(Point-per-instance localization data)
- - -

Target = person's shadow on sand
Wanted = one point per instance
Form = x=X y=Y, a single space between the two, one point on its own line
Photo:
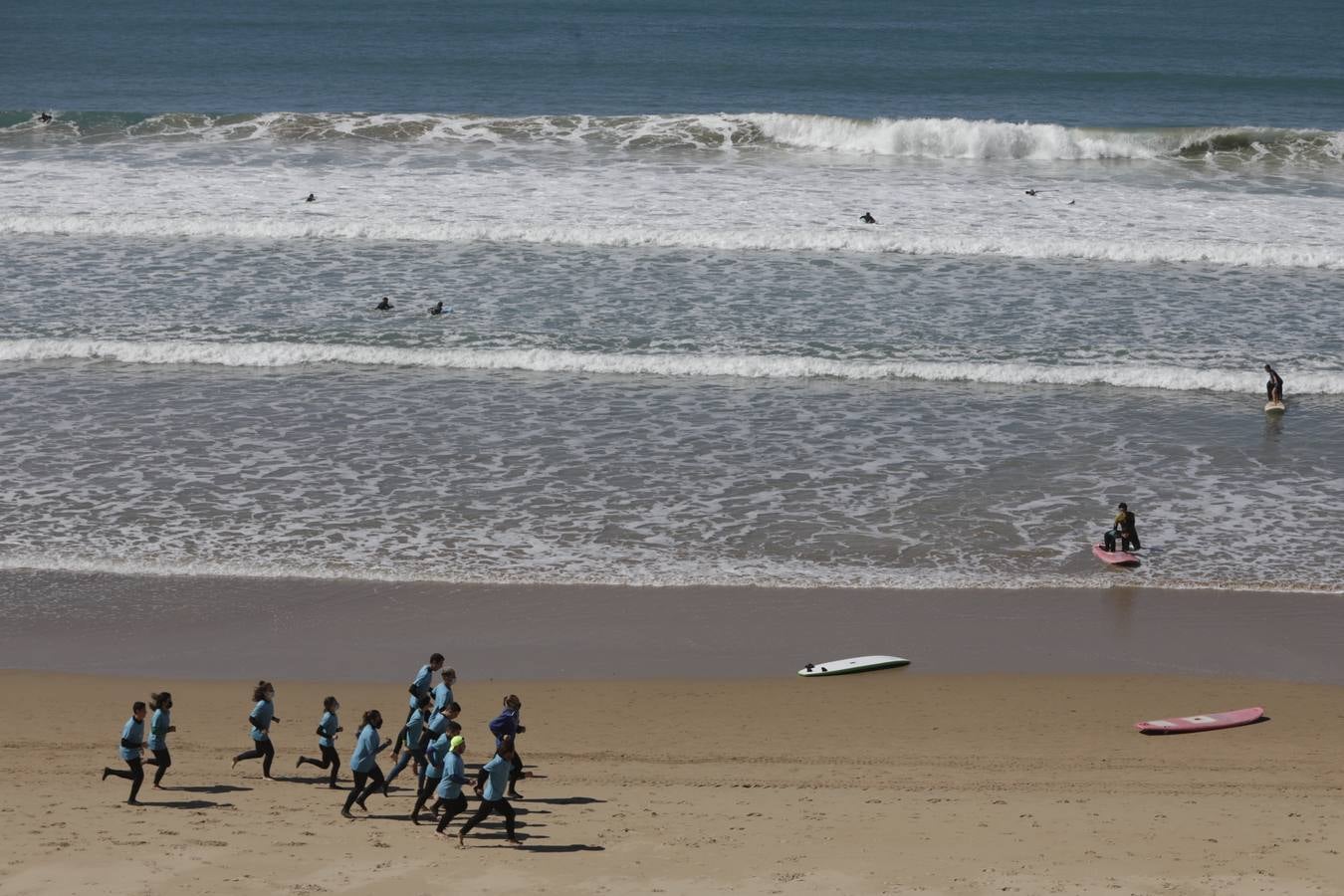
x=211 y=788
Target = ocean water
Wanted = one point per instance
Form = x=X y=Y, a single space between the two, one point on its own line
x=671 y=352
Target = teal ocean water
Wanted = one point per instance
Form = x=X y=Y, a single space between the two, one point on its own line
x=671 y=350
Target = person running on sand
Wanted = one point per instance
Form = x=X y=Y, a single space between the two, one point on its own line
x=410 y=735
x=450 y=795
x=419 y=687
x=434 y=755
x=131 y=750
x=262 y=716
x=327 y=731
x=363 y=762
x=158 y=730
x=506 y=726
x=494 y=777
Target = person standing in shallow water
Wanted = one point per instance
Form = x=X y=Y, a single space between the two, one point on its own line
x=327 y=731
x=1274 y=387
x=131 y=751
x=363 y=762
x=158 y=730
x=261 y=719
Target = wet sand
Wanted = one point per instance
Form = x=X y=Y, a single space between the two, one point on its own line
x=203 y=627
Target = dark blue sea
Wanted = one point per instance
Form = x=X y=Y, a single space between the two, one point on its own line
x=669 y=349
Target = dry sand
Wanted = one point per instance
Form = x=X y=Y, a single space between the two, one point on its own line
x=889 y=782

- - -

* _WORK REQUIRED_
Each record is to be written out exactly. No picture goes in.

* _SOLVED PROBLEM_
Target = person's shadow on sand
Wanted = one point per instance
Form = x=X y=Y, a single space between the two, one point on its own line
Photo:
x=211 y=788
Target = ocean water
Wanted = one point per instance
Form = x=X y=Y, a single space between the two, one point on its own line
x=671 y=352
Target = teal ocean water
Wanted = one point per instance
Form = x=X y=Y, a single space between the two, one point on its own line
x=671 y=350
Target = person running on sand
Wanted = one point per instance
Form = x=X y=Y, a single space between the two, one point on its own line
x=410 y=735
x=450 y=795
x=419 y=687
x=434 y=755
x=131 y=750
x=262 y=716
x=327 y=731
x=363 y=762
x=158 y=730
x=506 y=726
x=494 y=777
Target = person standing in shallow water
Wanted = one point per instance
Form = x=X y=Y, a single space between the two, one point on its own line
x=327 y=731
x=1274 y=387
x=131 y=751
x=363 y=762
x=158 y=730
x=261 y=719
Target = wet sand
Wanted = one point per instance
Form = x=X y=Y, a single space between the two, one point on its own line
x=203 y=627
Target = dark blue sea
Wanted = one point per instance
Form = x=X y=Y, a single space between the two, one point on its own line
x=669 y=349
Target = dry sand
Wanted = one point per instance
Form = x=X y=Y, a single space between the two, one point on its own line
x=889 y=782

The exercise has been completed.